Selected extract |
◇ ◇ ◇

Mahedi Hasan (born 12 December 1994) is a Bangladeshi cricketer who plays for Khulna Division and the Bangladesh cricket team. He made his international debut for Bangladesh in February 2018.

Domestic career
Mahedi made his Twenty20 (T20) debut on 8 November 2016 playing for Barisal Bulls in the 2016–17 Bangladesh Premier League.

In October 2018, Mahedi was named in the squad for the Comilla Victorians team, following the draft for the 2018–19 Bangladesh Premier League. In November 2018, while bowling for South Zone in the 2018–19 Bangladesh Cricket League, he took his maiden five-wicket haul in first-class cricket. In August 2019, he was one of 35 cricketers named in a training camp ahead of Bangladesh's 2019–20 season. In November 2019, he was selected to play for the Dhaka Platoon in the 2019–20 Bangladesh Premier League.

◇ ◇ ◇

Listed records |
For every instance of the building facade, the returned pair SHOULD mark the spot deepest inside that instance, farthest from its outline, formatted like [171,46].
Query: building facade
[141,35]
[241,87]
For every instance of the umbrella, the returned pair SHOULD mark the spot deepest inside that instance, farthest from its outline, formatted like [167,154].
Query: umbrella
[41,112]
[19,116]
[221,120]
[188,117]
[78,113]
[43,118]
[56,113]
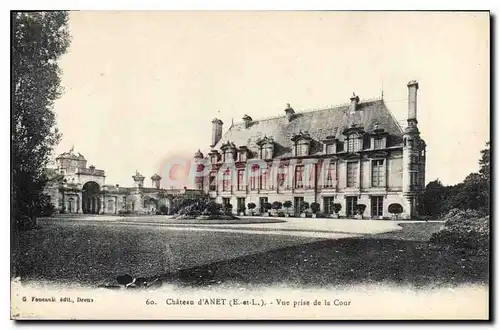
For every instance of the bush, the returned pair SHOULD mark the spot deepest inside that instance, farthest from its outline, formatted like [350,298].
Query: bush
[163,209]
[277,205]
[304,206]
[48,210]
[464,230]
[251,206]
[267,206]
[395,208]
[315,207]
[228,208]
[337,207]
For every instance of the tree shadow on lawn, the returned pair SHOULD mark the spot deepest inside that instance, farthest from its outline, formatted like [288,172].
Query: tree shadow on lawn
[366,260]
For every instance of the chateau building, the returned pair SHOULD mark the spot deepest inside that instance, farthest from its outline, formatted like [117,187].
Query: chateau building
[75,188]
[352,154]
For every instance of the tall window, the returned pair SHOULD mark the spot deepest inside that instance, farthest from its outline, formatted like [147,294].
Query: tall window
[266,152]
[352,174]
[353,144]
[213,181]
[330,175]
[351,205]
[327,204]
[330,148]
[378,143]
[254,178]
[299,176]
[241,178]
[226,181]
[264,179]
[301,149]
[378,173]
[228,156]
[413,178]
[282,172]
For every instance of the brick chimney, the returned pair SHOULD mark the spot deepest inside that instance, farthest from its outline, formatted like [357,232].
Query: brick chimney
[289,112]
[216,131]
[412,102]
[247,120]
[354,103]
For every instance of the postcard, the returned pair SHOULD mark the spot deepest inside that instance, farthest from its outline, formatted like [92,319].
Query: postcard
[250,165]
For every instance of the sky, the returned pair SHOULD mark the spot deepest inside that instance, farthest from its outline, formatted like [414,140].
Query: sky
[142,87]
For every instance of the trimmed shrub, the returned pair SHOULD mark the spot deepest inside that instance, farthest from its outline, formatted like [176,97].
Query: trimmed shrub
[315,207]
[277,205]
[48,210]
[251,206]
[228,208]
[361,208]
[464,230]
[396,209]
[163,209]
[267,206]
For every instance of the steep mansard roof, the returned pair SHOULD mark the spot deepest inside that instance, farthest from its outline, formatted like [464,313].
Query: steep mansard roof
[319,124]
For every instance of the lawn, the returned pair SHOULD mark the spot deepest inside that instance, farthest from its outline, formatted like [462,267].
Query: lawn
[402,258]
[96,254]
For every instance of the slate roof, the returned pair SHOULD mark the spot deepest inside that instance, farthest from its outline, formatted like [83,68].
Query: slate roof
[319,124]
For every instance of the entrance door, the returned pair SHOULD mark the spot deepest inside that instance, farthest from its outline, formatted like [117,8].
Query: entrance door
[377,206]
[262,201]
[352,203]
[91,197]
[241,203]
[328,205]
[297,202]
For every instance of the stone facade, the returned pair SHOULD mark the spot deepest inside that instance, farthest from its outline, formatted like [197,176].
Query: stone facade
[352,154]
[75,188]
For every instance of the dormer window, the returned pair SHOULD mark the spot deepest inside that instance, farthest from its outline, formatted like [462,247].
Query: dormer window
[378,138]
[330,148]
[266,148]
[378,143]
[229,150]
[353,143]
[302,144]
[214,156]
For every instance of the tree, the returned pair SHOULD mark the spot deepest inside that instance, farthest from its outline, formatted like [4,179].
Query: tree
[38,40]
[484,163]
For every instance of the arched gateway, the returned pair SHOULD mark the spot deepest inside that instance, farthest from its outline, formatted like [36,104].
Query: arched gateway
[91,201]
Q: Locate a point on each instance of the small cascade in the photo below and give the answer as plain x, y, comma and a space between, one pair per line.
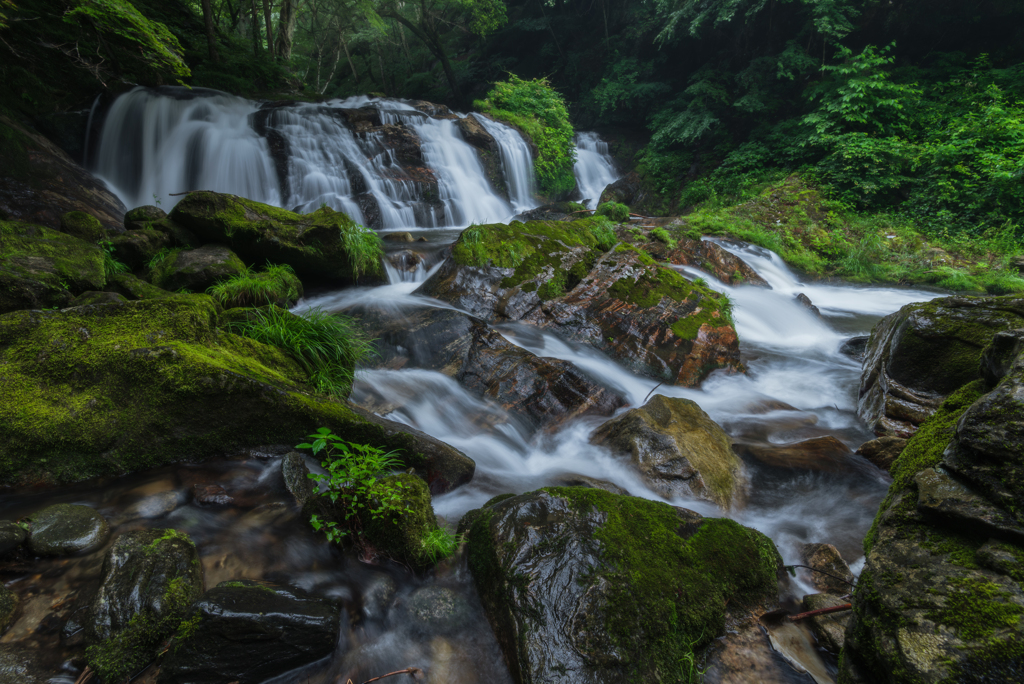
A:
594, 168
517, 163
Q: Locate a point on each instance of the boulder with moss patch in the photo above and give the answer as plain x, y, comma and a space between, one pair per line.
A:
117, 388
568, 276
916, 356
941, 597
326, 245
42, 268
151, 580
583, 585
678, 450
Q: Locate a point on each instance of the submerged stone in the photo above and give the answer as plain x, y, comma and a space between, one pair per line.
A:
66, 528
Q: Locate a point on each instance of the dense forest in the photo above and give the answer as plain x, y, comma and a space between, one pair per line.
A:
908, 111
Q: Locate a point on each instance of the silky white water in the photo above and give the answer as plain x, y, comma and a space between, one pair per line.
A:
594, 168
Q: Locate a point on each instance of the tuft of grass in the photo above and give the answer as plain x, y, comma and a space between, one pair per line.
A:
328, 346
276, 284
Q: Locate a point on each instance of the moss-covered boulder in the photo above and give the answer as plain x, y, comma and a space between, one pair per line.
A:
941, 597
916, 356
83, 226
571, 278
197, 269
151, 580
118, 388
42, 268
324, 246
583, 585
678, 450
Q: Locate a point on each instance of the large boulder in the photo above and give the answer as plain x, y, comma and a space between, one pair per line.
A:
324, 246
570, 278
581, 585
151, 580
39, 182
941, 596
116, 388
678, 450
920, 354
197, 269
43, 268
541, 392
248, 632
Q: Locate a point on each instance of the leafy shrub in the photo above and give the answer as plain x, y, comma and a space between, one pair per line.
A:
354, 480
537, 109
328, 346
615, 211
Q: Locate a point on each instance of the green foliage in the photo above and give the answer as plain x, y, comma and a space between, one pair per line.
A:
615, 211
276, 284
537, 109
328, 346
354, 483
125, 27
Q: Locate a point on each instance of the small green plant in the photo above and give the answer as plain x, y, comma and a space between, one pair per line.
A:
615, 211
112, 265
353, 483
439, 544
328, 346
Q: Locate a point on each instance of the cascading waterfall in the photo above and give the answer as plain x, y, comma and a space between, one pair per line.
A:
594, 168
517, 163
155, 143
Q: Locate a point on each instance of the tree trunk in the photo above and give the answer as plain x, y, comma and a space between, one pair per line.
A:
286, 30
269, 28
211, 39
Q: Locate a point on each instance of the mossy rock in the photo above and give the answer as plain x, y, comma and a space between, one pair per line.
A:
118, 388
316, 245
920, 354
83, 226
151, 580
197, 269
43, 268
611, 588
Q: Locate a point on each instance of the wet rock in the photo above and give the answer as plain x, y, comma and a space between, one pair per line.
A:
43, 268
136, 248
916, 356
855, 347
248, 632
883, 452
197, 269
83, 226
90, 298
678, 449
20, 665
8, 606
151, 579
825, 557
619, 301
436, 610
140, 384
312, 244
824, 454
11, 537
828, 629
580, 584
39, 182
66, 528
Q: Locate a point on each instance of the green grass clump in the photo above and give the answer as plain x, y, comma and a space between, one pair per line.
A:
326, 345
276, 284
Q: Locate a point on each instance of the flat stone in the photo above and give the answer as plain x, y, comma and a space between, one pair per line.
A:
67, 528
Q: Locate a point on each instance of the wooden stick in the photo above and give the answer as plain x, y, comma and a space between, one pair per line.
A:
821, 611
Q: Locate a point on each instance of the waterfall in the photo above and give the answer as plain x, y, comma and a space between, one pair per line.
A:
517, 163
159, 142
594, 168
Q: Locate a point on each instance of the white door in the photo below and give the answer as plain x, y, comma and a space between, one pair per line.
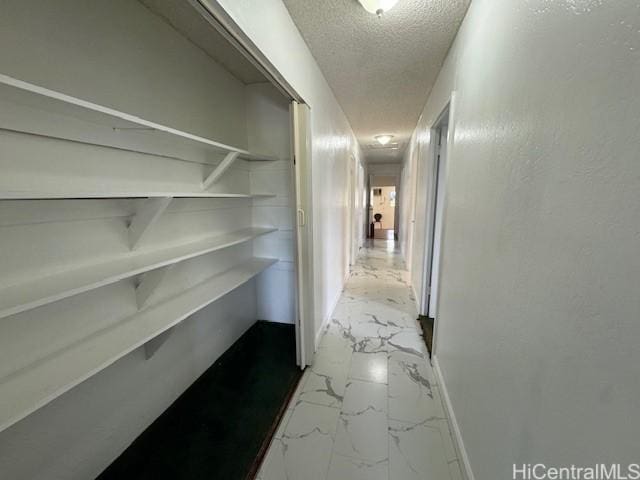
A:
441, 164
300, 119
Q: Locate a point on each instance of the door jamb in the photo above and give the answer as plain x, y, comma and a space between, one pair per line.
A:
447, 111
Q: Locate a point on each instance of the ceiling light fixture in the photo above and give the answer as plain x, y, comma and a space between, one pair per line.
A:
383, 139
378, 7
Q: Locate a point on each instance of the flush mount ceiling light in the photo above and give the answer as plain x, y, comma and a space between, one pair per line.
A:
378, 7
383, 139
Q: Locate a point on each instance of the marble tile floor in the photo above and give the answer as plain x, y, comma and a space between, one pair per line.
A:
369, 408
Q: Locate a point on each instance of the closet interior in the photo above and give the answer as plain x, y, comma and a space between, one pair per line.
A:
146, 185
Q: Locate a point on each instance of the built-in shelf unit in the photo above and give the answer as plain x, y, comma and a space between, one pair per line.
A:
117, 224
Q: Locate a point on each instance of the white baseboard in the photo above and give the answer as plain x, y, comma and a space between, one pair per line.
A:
465, 465
416, 299
326, 319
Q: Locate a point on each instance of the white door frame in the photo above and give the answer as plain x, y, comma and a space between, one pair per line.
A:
351, 213
301, 134
446, 117
216, 15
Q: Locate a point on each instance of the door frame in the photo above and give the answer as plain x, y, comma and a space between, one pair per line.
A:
447, 115
216, 15
301, 156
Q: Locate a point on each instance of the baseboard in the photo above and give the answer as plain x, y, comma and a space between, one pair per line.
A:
333, 306
465, 465
416, 299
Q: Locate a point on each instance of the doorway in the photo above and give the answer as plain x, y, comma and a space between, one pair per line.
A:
383, 212
434, 226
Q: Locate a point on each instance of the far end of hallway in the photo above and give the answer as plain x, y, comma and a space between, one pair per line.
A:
369, 407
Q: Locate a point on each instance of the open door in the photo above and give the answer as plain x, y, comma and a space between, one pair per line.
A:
300, 117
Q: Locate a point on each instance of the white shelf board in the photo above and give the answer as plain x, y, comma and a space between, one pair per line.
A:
66, 194
263, 195
21, 92
43, 290
32, 387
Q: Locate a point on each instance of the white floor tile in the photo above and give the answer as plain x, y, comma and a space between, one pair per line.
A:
345, 468
370, 367
369, 407
416, 452
412, 396
304, 450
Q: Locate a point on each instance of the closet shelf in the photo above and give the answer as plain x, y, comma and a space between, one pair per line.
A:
66, 194
43, 290
22, 92
32, 387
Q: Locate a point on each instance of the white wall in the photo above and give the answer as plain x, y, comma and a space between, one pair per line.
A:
268, 129
537, 334
270, 27
119, 54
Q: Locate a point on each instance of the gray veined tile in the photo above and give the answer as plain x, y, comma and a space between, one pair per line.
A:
416, 452
362, 427
346, 468
325, 380
370, 367
304, 450
283, 423
455, 470
407, 341
360, 396
324, 389
362, 435
412, 395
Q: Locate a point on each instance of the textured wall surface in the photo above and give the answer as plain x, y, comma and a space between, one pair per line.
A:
381, 69
539, 305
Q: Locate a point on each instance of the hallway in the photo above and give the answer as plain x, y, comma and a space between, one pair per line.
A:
369, 408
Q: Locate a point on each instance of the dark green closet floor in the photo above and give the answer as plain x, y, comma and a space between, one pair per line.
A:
218, 428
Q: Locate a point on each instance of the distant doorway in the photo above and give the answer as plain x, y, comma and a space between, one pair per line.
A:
434, 227
383, 212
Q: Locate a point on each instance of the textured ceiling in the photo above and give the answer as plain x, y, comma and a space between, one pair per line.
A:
380, 69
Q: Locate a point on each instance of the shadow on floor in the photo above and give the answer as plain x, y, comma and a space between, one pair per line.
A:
219, 427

◇ ◇ ◇

Written problem | Rewrite the passage on Mahedi Hasan between "Mahedi Hasan (born" and "2016–17 Bangladesh Premier League.", inclusive, swapping "debut" for "first appearance".

Exercise result |
Mahedi Hasan (born 12 December 1994) is a Bangladeshi cricketer who plays for Khulna Division and the Bangladesh cricket team. He made his international first appearance for Bangladesh in February 2018.

Domestic career
Mahedi made his Twenty20 (T20) first appearance on 8 November 2016 playing for Barisal Bulls in the 2016–17 Bangladesh Premier League.